-------- DATA FOR THIS EXERCISE
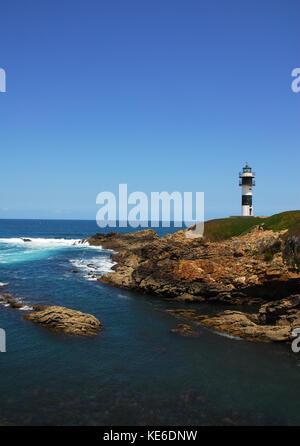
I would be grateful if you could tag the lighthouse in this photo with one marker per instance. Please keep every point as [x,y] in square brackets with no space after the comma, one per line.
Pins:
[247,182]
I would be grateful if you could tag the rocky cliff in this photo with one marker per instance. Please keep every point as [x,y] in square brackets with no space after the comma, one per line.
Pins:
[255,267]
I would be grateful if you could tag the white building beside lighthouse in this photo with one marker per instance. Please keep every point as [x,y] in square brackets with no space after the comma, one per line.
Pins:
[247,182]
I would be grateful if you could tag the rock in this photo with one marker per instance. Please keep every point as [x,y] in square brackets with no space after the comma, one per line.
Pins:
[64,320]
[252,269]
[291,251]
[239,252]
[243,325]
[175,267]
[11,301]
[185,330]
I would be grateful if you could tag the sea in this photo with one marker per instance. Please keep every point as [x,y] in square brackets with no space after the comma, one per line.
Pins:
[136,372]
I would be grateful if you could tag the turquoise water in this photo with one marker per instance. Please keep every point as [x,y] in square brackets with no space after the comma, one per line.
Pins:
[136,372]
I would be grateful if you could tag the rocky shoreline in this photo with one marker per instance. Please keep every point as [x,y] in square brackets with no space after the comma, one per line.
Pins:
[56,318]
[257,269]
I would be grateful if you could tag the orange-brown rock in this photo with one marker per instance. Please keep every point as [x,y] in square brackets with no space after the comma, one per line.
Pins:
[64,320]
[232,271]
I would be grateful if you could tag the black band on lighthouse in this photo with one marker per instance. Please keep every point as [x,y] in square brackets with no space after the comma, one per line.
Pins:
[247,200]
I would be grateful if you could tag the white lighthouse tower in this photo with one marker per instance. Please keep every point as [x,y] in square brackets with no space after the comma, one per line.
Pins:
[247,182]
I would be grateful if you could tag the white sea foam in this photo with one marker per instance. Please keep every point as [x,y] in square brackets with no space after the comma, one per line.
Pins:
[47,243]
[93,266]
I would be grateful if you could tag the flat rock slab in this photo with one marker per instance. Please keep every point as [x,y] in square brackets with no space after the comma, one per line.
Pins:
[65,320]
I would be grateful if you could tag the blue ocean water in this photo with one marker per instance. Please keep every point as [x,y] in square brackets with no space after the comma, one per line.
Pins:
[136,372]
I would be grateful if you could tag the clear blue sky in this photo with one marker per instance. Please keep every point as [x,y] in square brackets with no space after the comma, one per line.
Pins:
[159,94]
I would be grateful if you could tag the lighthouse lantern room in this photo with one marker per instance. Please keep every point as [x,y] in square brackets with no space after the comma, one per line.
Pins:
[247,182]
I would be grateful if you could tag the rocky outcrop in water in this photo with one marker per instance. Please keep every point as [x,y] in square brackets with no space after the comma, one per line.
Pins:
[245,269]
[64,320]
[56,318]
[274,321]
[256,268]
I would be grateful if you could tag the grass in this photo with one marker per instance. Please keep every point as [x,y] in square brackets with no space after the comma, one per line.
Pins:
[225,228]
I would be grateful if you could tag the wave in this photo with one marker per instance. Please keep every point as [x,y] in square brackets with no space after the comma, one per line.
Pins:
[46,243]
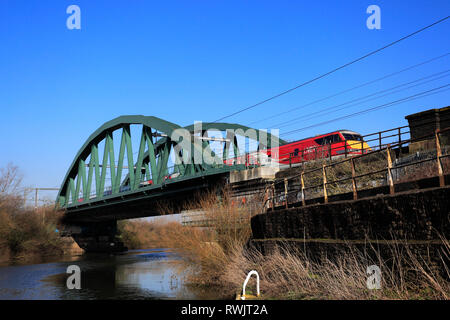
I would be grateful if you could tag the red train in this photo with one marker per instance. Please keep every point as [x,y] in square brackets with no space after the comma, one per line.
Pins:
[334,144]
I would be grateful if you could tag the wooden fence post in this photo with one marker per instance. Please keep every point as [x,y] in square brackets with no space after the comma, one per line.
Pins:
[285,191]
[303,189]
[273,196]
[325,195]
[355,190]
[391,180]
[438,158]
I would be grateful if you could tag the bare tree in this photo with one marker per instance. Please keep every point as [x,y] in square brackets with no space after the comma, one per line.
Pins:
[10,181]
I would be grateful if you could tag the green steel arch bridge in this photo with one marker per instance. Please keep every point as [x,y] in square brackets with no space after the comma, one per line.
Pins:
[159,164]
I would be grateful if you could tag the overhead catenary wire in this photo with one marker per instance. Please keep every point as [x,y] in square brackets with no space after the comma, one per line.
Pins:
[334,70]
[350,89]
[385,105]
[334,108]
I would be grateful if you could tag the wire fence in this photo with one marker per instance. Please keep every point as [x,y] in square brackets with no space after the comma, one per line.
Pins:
----------------
STATED EXERCISE – Return the rows verbatim, beginning at the line that contains "I would be grateful if you could tag the grass" and continuing through the last row, with both ends included. Omit the pictures from your answer.

WRITTEN ANSWER –
I would be grateful if you could tag the grass in this photo with one marker per instance. Please keep every point as [x,y] in square brackets with no space after the comma, one per line.
Pins:
[225,228]
I would be grateful if you could tag the wave in this photo with one marker per instance. Please keep every point as [x,y] in square brackets with no space after the comma, one per line.
Pins:
[46,243]
I would be grateful if you could tag the red train in this photo with one marker per instance. Please keep every point as [x,y] in square brackets with no space after the comma, one per line.
Pins:
[334,144]
I would be grateful if you could tag the wooden fence post in this photo with one marker per instance. Please keep every point as [x,y] in square brackets with no space after the comma, one per line.
Pins:
[285,191]
[303,189]
[273,196]
[325,195]
[355,190]
[391,180]
[438,158]
I would be grateful if you could tag the bare tree in this photo with one marker per instance. Please keep every point as [x,y] in square brackets with no space after the comma, one per line.
Pins:
[10,181]
I would be grateful if you could tag the green steel arch bridge in this photo with one marker per instance. Please keep every point as [x,y] in square brackets with no space after the comma, one per line.
Pins:
[159,164]
I would be grateful if you could tag the overhead catenary wire in this photo with one marker per instance. Please keep every point as [x,y] in square brackets with no space after the comma, one per line.
Pins:
[334,70]
[350,89]
[385,105]
[334,108]
I would be grateful if you could tag the wire fence in this photo with one marker per instance. Please keep every point as [x,y] in square brackets with no space after the comma, one per line.
Pins:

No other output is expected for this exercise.